Work to complete => Change "pointer" to "locator" in the lines from the start of the listing up to and including the line with "Target: limonium sinuatum plant". Repeat those lines with nothing else altered.

━━ Data in this exercise ━━

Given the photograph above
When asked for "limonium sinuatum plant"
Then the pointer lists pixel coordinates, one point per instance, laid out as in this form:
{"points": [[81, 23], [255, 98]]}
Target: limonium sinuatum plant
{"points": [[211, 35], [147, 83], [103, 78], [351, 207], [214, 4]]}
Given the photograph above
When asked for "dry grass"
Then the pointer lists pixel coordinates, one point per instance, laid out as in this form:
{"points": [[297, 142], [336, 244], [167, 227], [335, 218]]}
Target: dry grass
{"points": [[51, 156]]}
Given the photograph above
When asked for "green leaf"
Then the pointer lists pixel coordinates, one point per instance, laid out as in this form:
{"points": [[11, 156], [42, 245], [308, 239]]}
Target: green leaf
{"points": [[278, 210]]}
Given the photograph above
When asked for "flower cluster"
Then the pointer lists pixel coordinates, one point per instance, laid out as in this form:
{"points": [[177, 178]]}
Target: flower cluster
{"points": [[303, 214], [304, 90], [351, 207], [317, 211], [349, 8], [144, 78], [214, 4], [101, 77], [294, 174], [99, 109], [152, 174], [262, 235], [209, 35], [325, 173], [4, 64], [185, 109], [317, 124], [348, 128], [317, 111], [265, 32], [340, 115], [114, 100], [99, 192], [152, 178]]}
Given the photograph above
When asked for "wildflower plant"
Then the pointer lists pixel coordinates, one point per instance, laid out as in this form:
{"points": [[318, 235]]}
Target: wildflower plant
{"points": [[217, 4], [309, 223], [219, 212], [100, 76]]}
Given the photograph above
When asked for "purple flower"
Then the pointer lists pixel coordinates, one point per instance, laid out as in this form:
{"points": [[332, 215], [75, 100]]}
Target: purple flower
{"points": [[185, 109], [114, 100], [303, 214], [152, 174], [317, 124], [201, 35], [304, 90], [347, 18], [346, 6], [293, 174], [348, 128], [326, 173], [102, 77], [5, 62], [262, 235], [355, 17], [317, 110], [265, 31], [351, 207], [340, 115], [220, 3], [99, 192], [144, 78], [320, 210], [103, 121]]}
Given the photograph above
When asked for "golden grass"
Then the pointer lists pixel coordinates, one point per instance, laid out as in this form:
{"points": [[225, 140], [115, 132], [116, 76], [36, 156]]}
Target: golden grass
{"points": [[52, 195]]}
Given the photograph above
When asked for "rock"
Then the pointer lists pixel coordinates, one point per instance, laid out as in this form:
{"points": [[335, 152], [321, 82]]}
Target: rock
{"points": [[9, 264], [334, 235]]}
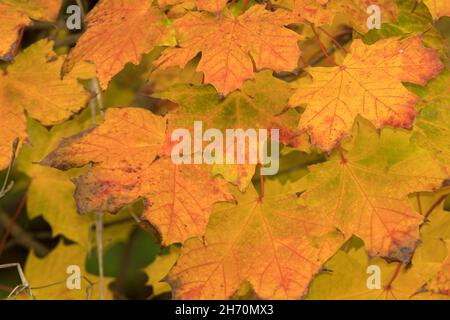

━━━

The completed task =>
Given the photograph above
When asked for "limonium sinuatum plant"
Then the locator lists pixel coordinates, one point per instance, laid out as in this form:
{"points": [[81, 23], [255, 98]]}
Target: limonium sinuatum plant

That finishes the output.